> _WHAT NEEDS TO BE DONE_
Please check each statement against the Callaghan Park text and answer yes or no, quoting the words of the text that settle it: 1. The photo finish tower was built in 1952. 2. The Boland Administration Building is named for two committee members. 3. Neville Hewitt opened the office extensions in 1994.

--- TEXT EXCERPT Enclosed Below ---

Callaghan Park has been the scene of a number of incidents over the years which has resulted in injuries and deaths of both jockeys and race horses.

The most serious incident in recent years occurred in October 2014 when 26-year-old jockey Carly-Mae Pye died from severe injuries she sustained when she was thrown from a horse at Callaghan Park during barrier trials.

Callaghan Park continues to hold regular horse and greyhound race meetings.

Major drawcards are the feature race meetings which include:
- St Patrick's Day Race Day
- 2YO Classic Race Day
- Rockhampton Grammar School Race Day
- Rockhampton Girls Grammar School Race Day
- Tattersall's Sprint Race Day
- Tattersall's Cup Race Day
- Rockhampton Newmarket Race Day
- Rockhampton Cup Race Day
- St Peter's Caulfield Cup Race Day
- Melbourne Cup Race Day

== Infrastructure ==
Callaghan Park has been developed over the years to incorporate the required infrastructure needed to host at least 45 race meetings a year. A photo finish tower was constructed in 1952. Administration offices at Callaghan Park were opened in 1972 in a block named the Boland Administration Building, named in honour of three long-serving committee members, Robert Boland, Russell Boland and Clive Boland. In 1979, the O'Duffy – Gordon Grandstand Complex was officially opened by Neville Hewitt. Extensions to existing offices were officially opened in 1994 by Bob Gibbs.

--- End of Enclosed TEXT EXCERPT ---
--- SOURCE MATERIAL Enclosed Below ---

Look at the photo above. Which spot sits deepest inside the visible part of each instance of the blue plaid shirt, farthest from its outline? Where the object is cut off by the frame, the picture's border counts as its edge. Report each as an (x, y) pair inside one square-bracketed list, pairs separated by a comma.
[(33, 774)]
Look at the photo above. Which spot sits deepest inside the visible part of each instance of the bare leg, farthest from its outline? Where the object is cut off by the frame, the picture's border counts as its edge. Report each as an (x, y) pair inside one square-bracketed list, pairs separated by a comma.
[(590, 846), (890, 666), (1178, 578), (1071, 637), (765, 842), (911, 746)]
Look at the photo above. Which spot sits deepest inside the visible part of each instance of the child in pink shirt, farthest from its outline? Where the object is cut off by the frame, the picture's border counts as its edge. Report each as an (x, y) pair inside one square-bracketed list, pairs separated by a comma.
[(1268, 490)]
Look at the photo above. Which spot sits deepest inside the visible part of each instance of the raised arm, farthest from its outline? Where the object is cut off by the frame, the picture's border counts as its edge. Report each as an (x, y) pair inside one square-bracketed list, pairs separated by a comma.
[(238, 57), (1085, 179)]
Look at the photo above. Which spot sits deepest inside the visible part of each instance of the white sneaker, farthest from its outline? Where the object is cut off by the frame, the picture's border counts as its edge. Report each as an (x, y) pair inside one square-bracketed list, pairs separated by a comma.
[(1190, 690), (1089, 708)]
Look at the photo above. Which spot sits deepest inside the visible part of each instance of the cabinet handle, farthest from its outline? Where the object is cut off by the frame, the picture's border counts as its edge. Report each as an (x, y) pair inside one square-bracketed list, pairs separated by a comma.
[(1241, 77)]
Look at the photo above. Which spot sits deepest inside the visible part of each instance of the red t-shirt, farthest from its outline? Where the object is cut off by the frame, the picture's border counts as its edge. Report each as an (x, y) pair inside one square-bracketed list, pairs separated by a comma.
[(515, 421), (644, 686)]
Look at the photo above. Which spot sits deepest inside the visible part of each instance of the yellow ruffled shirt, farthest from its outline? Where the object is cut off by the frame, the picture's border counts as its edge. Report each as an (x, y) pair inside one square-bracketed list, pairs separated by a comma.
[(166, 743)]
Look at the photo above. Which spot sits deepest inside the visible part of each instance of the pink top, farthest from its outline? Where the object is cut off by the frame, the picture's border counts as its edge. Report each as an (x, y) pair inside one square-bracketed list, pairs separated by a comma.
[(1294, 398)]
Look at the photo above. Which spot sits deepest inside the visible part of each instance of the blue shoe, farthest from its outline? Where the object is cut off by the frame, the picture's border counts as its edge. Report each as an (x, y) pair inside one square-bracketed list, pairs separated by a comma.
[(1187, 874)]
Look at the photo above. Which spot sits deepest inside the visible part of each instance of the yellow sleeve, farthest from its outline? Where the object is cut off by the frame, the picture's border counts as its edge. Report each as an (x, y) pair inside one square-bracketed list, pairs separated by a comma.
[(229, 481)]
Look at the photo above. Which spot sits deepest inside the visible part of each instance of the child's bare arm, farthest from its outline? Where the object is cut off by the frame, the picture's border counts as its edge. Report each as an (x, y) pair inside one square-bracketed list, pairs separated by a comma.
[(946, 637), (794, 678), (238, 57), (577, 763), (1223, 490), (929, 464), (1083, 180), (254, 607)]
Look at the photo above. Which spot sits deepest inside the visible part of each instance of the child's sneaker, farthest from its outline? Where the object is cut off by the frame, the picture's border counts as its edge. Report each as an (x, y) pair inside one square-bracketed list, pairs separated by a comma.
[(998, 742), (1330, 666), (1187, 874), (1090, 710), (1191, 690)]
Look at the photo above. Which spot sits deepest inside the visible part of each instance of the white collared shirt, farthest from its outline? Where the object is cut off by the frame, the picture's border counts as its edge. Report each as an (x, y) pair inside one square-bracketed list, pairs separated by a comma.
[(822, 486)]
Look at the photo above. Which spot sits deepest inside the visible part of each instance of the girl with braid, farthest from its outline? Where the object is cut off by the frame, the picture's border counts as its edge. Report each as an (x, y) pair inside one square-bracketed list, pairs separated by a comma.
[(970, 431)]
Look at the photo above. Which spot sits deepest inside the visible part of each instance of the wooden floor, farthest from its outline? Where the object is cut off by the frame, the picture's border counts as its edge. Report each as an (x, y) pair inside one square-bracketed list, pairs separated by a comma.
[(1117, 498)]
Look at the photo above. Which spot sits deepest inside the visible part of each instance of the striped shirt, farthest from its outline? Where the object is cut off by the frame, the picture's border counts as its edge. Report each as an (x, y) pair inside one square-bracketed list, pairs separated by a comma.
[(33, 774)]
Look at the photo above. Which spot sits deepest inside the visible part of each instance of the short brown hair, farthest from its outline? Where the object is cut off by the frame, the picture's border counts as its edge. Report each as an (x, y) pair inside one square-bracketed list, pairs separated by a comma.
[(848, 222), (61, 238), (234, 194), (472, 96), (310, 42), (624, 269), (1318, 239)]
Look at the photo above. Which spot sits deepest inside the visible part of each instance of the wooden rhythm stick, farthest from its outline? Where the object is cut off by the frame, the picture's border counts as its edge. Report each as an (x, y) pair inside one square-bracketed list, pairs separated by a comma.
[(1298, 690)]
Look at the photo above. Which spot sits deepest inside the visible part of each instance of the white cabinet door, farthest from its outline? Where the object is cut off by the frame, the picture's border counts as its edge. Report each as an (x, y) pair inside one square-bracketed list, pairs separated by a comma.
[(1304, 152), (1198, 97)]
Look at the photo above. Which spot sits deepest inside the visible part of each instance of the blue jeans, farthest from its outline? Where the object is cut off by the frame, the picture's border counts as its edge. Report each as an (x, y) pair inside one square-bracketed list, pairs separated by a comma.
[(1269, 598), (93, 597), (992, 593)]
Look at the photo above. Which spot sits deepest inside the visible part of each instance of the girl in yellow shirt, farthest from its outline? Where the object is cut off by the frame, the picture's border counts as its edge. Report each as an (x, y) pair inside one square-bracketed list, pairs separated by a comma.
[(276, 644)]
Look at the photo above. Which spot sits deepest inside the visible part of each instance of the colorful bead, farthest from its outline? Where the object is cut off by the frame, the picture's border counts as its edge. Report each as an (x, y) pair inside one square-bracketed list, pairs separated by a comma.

--- End of Enclosed SOURCE MATERIAL ---

> _ANSWER SPACE_
1. Yes: "A photo finish tower was constructed in 1952."
2. No: "named in honour of three long-serving committee members, Robert Boland, Russell Boland and Clive Boland"
3. No: "Extensions to existing offices were officially opened in 1994 by Bob Gibbs."